(weights)=

# Edge weights and covariates

Very often networks cannot be completely represented by simple graphs,
but instead have arbitrary "weights" $x_{ij}$ on the edges. Edge
weights can be continuous or discrete numbers, and either strictly
positive or positive or negative, depending on context. The SBM can be
extended to cover these cases by treating edge weights as covariates
that are sampled from some distribution conditioned on the node
partition {cite}`inf-aicher_learning_2014` {cite}`inf-peixoto_nonparametric_2018`, i.e.

Dataset entries

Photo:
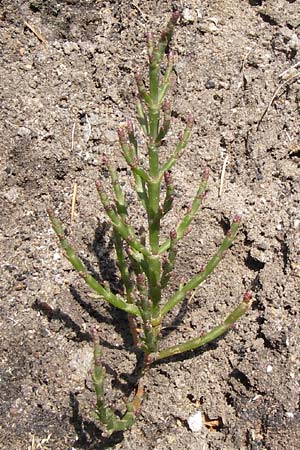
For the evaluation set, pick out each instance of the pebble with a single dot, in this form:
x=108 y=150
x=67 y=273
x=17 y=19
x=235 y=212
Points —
x=195 y=422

• **WRITTEN TASKS**
1. Copy out the dataset entries word for word, covering every record, and omit the pictures from your copy.
2. Continue the passage on edge weights and covariates in the stochastic block model from the point where it stops.
The passage and the dataset entries come from separate sources.

• **REPLIES**
1.
Photo:
For the evaluation set, pick out each instance of the pebble with a single dot, in this form:
x=108 y=150
x=67 y=273
x=17 y=19
x=235 y=212
Points —
x=195 y=422

2.
$$
P(\boldsymbol x,\boldsymbol A|\boldsymbol b) =
P(\boldsymbol x|\boldsymbol A,\boldsymbol b) P(\boldsymbol A|\boldsymbol b),
$$

where $P(\boldsymbol A|\boldsymbol b)$ is the likelihood of the
unweighted SBM described previously, and $P(\boldsymbol
x|\boldsymbol A,\boldsymbol b)$ is the integrated likelihood of the edge
weights

$$
P(\boldsymbol x|\boldsymbol A,\boldsymbol b) =
\prod_{r\le s}\int P({\boldsymbol x}_{rs}|\gamma)P(\gamma)\,\mathrm{d}\gamma,
$$

where $P({\boldsymbol x}_{rs}|\gamma)$ is some model for the weights
${\boldsymbol x}_{rs}$ between groups $(r,s)$, conditioned on
some parameter $\gamma$, sampled from its prior
$P(\gamma)$. A hierarchical version of the model can also be
implemented by replacing this prior by a nested sequence of priors and
hyperpriors, as described in {cite}`inf-peixoto_nonparametric_2018`. The posterior
partition distribution is then simply

$$
P(\boldsymbol b | \boldsymbol A,\boldsymbol x) =
\frac{P(\boldsymbol x|\boldsymbol A,\boldsymbol b) P(\boldsymbol A|\boldsymbol b)
      P(\boldsymbol b)}{P(\boldsymbol A,\boldsymbol x)},
$$

which can be sampled from, or maximized, just like with the unweighted
case, but will use the information on the weights to guide the partitions.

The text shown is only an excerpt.